__What to produce__
Quote the lines of the listing below verbatim, beginning with the line that contains "In this picture, where can the framed" and ending after the line that contains "point(70, 273)".

__Data lines__
===============

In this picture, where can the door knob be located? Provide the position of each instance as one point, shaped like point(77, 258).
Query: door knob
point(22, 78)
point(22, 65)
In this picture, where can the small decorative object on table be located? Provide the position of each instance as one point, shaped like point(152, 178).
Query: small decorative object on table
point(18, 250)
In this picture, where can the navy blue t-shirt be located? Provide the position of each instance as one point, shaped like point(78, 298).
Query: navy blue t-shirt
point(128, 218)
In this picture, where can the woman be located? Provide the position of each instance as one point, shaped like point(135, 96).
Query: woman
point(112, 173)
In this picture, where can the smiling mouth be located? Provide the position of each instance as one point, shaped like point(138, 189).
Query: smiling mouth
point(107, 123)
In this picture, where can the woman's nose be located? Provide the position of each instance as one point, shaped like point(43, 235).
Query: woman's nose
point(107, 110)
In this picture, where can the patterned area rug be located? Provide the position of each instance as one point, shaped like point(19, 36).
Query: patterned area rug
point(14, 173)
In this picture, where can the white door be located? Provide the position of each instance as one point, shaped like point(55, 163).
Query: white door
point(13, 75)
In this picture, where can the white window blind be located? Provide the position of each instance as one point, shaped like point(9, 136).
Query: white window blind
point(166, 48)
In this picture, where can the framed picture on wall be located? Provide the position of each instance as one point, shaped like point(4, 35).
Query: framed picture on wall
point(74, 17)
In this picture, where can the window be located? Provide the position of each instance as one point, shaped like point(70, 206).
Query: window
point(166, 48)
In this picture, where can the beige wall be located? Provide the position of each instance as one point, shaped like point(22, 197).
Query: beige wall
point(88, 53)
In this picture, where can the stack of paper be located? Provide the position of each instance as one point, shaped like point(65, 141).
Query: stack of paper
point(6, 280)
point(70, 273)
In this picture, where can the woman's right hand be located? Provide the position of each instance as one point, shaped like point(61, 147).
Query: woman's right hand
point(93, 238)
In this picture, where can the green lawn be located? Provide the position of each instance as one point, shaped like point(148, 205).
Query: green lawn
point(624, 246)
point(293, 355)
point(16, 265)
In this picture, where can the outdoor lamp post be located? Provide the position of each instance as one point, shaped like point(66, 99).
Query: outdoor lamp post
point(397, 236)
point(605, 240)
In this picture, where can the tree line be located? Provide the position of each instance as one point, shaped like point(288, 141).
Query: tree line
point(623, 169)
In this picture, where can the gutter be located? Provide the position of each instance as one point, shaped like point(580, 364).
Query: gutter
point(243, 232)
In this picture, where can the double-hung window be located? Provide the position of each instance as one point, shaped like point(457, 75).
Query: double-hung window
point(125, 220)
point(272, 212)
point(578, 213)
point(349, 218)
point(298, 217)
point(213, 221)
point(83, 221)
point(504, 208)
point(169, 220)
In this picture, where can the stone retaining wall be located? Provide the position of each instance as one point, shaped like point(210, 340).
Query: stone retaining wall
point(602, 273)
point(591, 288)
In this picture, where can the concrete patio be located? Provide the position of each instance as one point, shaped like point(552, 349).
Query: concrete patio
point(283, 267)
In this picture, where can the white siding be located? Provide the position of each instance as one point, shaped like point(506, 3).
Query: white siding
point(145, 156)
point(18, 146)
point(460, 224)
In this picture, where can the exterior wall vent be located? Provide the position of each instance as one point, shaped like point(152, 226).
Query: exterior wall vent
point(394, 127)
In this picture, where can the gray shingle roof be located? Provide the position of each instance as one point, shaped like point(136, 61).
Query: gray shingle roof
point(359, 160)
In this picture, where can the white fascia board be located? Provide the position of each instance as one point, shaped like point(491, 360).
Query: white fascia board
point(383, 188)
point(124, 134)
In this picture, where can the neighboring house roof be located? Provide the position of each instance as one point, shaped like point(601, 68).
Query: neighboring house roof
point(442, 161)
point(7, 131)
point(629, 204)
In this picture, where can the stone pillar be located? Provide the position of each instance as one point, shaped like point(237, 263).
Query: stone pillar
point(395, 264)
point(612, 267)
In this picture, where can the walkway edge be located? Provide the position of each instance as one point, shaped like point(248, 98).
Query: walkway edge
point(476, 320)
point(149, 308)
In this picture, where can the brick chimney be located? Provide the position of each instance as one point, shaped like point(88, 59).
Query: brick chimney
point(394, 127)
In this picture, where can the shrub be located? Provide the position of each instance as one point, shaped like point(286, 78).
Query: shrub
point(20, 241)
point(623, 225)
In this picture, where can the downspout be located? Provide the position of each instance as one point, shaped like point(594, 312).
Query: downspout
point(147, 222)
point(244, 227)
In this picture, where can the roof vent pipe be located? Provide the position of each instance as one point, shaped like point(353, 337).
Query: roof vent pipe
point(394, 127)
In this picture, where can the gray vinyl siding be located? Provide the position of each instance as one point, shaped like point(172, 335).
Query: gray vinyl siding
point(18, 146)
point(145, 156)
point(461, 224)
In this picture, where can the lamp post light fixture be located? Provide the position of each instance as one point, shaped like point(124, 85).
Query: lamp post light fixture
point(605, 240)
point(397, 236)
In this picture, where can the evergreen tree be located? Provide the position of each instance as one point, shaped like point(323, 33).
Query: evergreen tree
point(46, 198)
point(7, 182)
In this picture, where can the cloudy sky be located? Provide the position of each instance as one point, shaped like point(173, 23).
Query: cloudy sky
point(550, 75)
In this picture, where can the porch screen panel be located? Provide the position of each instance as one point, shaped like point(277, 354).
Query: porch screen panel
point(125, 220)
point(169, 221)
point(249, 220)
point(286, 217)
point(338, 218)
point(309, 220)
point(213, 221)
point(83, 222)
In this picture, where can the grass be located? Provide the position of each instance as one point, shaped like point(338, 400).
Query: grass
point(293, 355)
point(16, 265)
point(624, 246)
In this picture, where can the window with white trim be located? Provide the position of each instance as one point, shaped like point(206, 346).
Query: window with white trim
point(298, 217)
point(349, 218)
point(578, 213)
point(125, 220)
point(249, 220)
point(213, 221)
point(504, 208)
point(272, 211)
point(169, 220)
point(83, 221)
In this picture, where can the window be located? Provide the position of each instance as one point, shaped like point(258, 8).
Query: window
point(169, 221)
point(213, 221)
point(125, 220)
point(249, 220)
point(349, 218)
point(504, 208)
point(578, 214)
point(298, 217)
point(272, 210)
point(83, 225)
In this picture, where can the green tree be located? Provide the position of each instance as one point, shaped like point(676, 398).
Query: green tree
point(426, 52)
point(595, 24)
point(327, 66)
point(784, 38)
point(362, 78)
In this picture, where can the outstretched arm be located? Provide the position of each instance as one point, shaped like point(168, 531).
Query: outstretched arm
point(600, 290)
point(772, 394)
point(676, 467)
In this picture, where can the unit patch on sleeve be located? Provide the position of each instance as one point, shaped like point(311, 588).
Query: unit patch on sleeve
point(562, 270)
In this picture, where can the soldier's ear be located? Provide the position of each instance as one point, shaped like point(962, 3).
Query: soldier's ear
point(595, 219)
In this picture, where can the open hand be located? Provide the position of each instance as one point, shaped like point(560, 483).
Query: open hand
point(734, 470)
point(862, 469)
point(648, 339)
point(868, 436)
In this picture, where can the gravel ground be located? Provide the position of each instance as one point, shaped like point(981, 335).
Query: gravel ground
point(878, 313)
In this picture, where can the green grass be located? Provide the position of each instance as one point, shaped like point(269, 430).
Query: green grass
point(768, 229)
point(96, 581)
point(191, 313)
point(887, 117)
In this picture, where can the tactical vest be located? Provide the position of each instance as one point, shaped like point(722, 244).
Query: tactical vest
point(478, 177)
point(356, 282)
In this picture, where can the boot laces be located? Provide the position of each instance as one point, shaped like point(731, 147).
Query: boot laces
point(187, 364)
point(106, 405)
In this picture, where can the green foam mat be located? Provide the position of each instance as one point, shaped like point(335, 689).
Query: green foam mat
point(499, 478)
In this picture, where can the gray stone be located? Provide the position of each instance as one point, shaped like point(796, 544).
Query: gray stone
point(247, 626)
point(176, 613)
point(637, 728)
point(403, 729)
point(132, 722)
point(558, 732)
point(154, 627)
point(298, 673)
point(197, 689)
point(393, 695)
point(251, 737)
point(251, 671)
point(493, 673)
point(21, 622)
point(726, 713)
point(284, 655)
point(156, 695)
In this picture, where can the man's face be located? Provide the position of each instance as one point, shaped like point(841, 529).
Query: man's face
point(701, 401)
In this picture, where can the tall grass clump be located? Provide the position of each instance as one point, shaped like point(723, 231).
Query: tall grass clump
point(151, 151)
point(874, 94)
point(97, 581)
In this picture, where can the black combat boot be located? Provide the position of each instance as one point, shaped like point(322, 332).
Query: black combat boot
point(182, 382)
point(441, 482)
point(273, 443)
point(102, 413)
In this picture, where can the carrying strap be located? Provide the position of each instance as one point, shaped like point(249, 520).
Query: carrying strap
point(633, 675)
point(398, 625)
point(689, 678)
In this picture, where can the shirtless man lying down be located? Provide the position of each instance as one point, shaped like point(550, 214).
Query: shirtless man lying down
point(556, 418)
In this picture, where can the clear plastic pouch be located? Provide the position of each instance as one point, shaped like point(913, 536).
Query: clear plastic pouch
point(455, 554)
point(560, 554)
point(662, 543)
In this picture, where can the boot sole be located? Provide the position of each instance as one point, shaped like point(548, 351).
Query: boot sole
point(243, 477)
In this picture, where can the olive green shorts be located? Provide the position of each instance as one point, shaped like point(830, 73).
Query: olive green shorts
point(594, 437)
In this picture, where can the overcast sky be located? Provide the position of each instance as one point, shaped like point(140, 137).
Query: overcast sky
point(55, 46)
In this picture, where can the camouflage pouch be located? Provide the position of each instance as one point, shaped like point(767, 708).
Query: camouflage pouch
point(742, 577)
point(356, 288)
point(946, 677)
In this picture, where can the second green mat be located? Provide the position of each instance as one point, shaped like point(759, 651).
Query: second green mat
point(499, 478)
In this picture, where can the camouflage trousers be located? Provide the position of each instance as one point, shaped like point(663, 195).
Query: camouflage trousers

===============

__Task solution__
In this picture, where can the framed picture on wall be located? Provide the position of each instance as one point, shaped like point(4, 35).
Query: framed picture on wall
point(74, 17)
In this picture, where can the window be located? Provide the position of each instance as one point, shaped like point(70, 206).
Query: window
point(166, 48)
In this picture, where can the beige wall be located? Provide the position of each instance as one point, shaped like point(22, 197).
Query: beige wall
point(88, 53)
In this picture, where can the stack of paper be located? Provide the position of each instance as one point, shaped like point(65, 141).
Query: stack of paper
point(6, 280)
point(70, 273)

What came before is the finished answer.